Records to use:
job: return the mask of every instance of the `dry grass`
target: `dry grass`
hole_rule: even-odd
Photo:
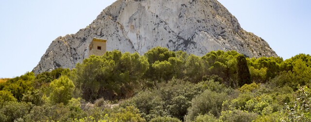
[[[0,78],[0,83],[6,82],[8,80],[9,80],[9,78]]]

Do this: Locate each line of the records that contains the string "grass", treating uppercase and lowercase letters as distinct, and copy every such line in full.

Result for this exercise:
job: return the mask of every instance of the `dry grass`
target: `dry grass`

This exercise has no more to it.